What is expected: Your transcription must include every record word for word and no pictures.

Image-grounded pointing data:
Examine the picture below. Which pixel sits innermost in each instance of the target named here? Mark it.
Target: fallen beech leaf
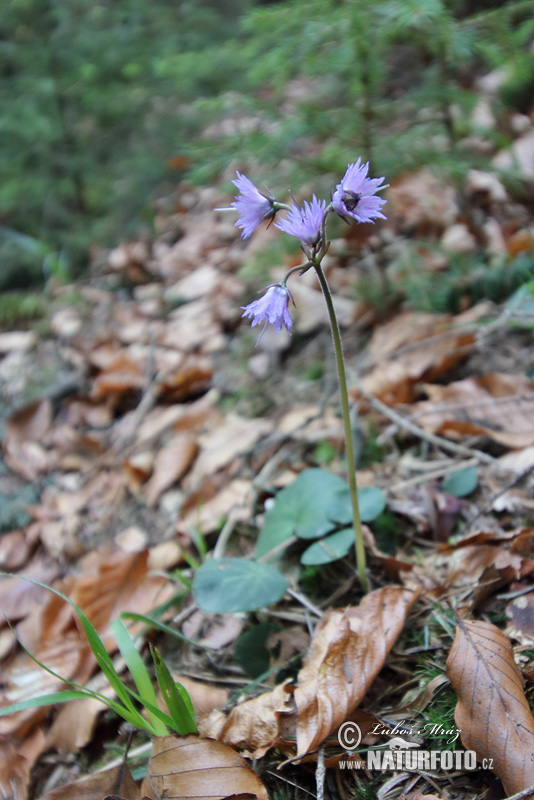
(485, 568)
(207, 514)
(117, 582)
(117, 782)
(235, 436)
(252, 726)
(347, 652)
(420, 198)
(198, 769)
(410, 348)
(492, 711)
(30, 423)
(19, 598)
(499, 406)
(121, 375)
(170, 465)
(16, 761)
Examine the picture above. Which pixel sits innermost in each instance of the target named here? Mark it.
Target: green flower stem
(349, 447)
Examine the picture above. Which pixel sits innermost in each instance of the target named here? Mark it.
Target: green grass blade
(139, 673)
(97, 646)
(175, 696)
(134, 717)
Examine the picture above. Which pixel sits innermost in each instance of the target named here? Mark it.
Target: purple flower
(305, 222)
(253, 206)
(271, 308)
(355, 195)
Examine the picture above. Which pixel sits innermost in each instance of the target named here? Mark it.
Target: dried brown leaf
(499, 406)
(117, 582)
(16, 761)
(347, 652)
(170, 465)
(191, 768)
(410, 348)
(30, 423)
(520, 610)
(122, 375)
(116, 782)
(252, 726)
(492, 711)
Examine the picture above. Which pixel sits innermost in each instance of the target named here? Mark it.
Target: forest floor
(143, 430)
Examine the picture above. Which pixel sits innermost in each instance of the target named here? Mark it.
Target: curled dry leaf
(170, 465)
(252, 726)
(347, 652)
(116, 782)
(198, 769)
(492, 711)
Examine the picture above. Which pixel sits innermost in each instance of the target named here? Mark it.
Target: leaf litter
(163, 432)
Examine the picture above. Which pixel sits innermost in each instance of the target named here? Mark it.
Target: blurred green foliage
(91, 116)
(107, 106)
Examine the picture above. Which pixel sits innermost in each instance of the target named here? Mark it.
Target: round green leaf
(227, 585)
(332, 547)
(371, 502)
(300, 509)
(461, 483)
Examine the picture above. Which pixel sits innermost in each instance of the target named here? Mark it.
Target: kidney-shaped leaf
(332, 547)
(371, 501)
(492, 712)
(228, 585)
(300, 509)
(461, 483)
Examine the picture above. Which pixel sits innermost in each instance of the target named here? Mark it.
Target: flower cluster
(305, 223)
(355, 196)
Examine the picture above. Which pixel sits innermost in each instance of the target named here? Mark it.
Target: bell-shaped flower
(271, 309)
(356, 197)
(253, 206)
(305, 223)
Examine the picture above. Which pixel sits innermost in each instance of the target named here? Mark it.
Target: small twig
(431, 438)
(320, 773)
(432, 475)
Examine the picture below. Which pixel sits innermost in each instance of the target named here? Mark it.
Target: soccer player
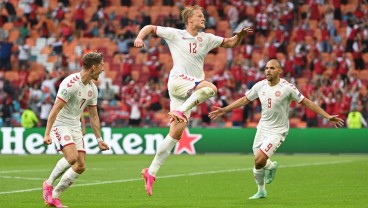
(76, 92)
(186, 84)
(275, 95)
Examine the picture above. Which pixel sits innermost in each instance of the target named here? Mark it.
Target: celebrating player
(76, 92)
(186, 85)
(275, 95)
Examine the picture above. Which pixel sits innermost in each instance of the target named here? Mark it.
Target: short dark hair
(91, 58)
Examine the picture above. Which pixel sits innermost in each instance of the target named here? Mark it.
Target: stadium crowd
(321, 44)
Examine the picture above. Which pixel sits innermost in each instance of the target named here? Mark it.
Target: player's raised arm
(334, 119)
(221, 111)
(146, 30)
(236, 39)
(95, 124)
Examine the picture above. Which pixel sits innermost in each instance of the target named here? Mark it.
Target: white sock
(269, 165)
(59, 169)
(65, 182)
(197, 98)
(259, 177)
(163, 151)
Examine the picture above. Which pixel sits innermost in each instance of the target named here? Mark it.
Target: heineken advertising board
(134, 141)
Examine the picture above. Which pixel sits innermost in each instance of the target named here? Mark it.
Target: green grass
(191, 181)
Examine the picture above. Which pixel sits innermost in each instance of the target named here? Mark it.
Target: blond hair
(188, 12)
(90, 59)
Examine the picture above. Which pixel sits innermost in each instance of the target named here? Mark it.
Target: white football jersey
(77, 96)
(188, 52)
(275, 103)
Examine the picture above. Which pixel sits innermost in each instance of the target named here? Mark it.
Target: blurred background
(321, 44)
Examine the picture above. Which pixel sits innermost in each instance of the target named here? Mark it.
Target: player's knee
(72, 160)
(259, 162)
(80, 167)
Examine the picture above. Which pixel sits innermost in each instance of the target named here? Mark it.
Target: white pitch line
(22, 178)
(23, 171)
(187, 174)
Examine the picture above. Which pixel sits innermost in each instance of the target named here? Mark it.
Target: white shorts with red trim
(267, 142)
(180, 88)
(64, 136)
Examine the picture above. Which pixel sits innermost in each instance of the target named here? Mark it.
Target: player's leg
(271, 145)
(61, 137)
(59, 169)
(203, 91)
(75, 154)
(163, 151)
(61, 166)
(259, 174)
(258, 171)
(192, 91)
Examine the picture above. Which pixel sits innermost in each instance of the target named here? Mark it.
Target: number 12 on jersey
(192, 47)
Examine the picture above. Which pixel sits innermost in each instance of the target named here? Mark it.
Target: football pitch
(214, 180)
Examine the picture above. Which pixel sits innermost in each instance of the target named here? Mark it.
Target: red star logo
(186, 143)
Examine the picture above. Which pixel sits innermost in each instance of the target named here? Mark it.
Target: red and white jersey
(188, 52)
(275, 103)
(77, 96)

Expected output:
Examine the picture below. Which pixel sits innermost in each instance of the target named here? Mark it.
Target: fallen beech leaf
(485, 568)
(207, 514)
(117, 582)
(117, 782)
(235, 436)
(252, 726)
(347, 652)
(420, 198)
(198, 769)
(410, 348)
(492, 711)
(30, 423)
(19, 598)
(499, 406)
(121, 375)
(170, 465)
(16, 761)
Examine the picture above. Which pixel sits innermost in each instance of the target named here? Mark it.
Target: green flower stem
(349, 447)
Examine the picture above. Which pixel sits innermost in each instance of the target named here? Mark it.
Target: green grass blade
(139, 673)
(97, 646)
(175, 696)
(134, 717)
Examine the picture above. Which pixel sits innermost in each instance of the target named here? Mark it.
Target: purple flower
(305, 222)
(253, 206)
(271, 308)
(355, 195)
Examine the picture above. Which pixel sits innermost in each instance of the target named here? Mark it.
Target: dried brown leaf
(499, 406)
(117, 582)
(16, 761)
(347, 652)
(170, 465)
(191, 768)
(410, 348)
(30, 423)
(520, 610)
(122, 375)
(116, 782)
(252, 726)
(492, 711)
Examine the picture above. Which pixel sits innermost in each instance of the target named here? Mark it.
Target: forest floor
(143, 430)
Examine the picture above. Which pixel sits innermost in each instance of the target named here? Mark it.
Target: curled dry leaf
(170, 465)
(252, 726)
(347, 652)
(116, 782)
(198, 769)
(492, 711)
Examine the picture above. Which pixel sits innermost in each instance of the target named here? Mark it.
Target: leaf litter
(163, 432)
Examine the picture above. Which pixel sits innermost in each instance of the target named here? Mark it.
Target: blurred green foliage
(91, 116)
(107, 106)
Examine the picture above. Which pixel sits innermost in each instance of the target named here? Mark it.
Target: round green leaf
(227, 585)
(332, 547)
(371, 502)
(300, 509)
(461, 483)
Examine the picture above. Which pixel sits innermost in each instance of the target named here? Mark it.
Target: kidney-shaped leaf
(332, 547)
(371, 501)
(492, 712)
(228, 585)
(300, 509)
(461, 483)
Examine the picture above. Which pixel sits innermost in each instance of the target named here? Mark it.
Target: flower cluster
(305, 223)
(355, 196)
Examine the picture above. Which pixel sits innermost in each instance of the target named here? Mark it.
Target: bell-shaped flower
(271, 309)
(356, 197)
(253, 206)
(305, 223)
Examine the picture above. Which pixel sits innermost in each instance of the target named here? Mark it.
Target: small twig
(431, 438)
(320, 773)
(432, 475)
Examine the picture below. Which pixel sits innermost in each instance of the target named here? Mark it.
Target: soccer player
(76, 92)
(186, 84)
(275, 95)
Examine the picture above. Which pixel sits innermost in each instance of the target named here? Mark it.
Target: celebrating player
(76, 92)
(186, 85)
(275, 95)
Examine the picture above. Which pixel sits innermost in each instance of the target named here? Mark it.
Target: short dark hair
(91, 58)
Examine the picture above. Which pixel sits innermost in each instance of the target named here? Mark it.
Target: stadium crowd
(321, 44)
Examine the picture above. Which pixel sits innermost in each instance of the target named here? Mark it.
Target: player's raised arm
(334, 119)
(221, 111)
(146, 30)
(236, 39)
(95, 124)
Examine the picture above. Which pixel sits innermost in each instance of the target named here? Mark it.
Target: white sock
(269, 165)
(59, 169)
(65, 182)
(197, 98)
(259, 177)
(163, 151)
Examine the picture above. Which pixel sits innermost in each instance of the target named here? Mark it.
Target: heineken advertising board
(134, 141)
Examine the picture above. Which pixel sits innermost in each instance of the target named here? Mark it.
Target: green grass
(191, 181)
Examine the picture above. Which pixel sits innermost in each instance of the target named here? Mark it.
Target: blond hair
(188, 12)
(90, 59)
Examine the picture above. Which pixel sits innermost in each instance of the target named here? Mark it.
Target: white football jersey
(77, 96)
(188, 52)
(275, 103)
Examine the picture above. Which pixel sits innermost in each instance of the target named here? Mark it.
Target: blurred background
(321, 44)
Examine the picture above. Which pixel sits innermost in each instance of the target named here? Mark it.
Target: player's knee
(72, 160)
(259, 162)
(80, 167)
Examine the picture above. Which pixel sits innermost in each instance of the target named here? Mark it.
Target: white pitch line
(22, 178)
(23, 171)
(187, 174)
Examine the picture above. Which pixel sits innermost in each instance of the target named here? Mark it.
Target: white shorts with red trim
(267, 142)
(180, 88)
(64, 136)
Examine the picture above. Which pixel sits innermost in each instance of the target named here? Mark it.
Target: player's leg
(271, 145)
(61, 137)
(59, 169)
(203, 91)
(75, 154)
(163, 151)
(61, 166)
(259, 174)
(258, 171)
(192, 91)
Examine the picture above. Which pixel sits innermost in each instance of the target named here? Mark it.
Target: number 12 on jersey
(192, 47)
Examine the picture above. Which pixel sits innermost in each instance of the target named here? Mark it.
Target: football pitch
(214, 180)
Examine the picture above. Which pixel sits innermost in each instance of the target named here? Mark it.
Target: red star logo
(186, 143)
Examine the picture above. Which pixel sits innermost in each instance of the target named here? Mark it.
Target: red and white jersey
(188, 52)
(275, 103)
(77, 96)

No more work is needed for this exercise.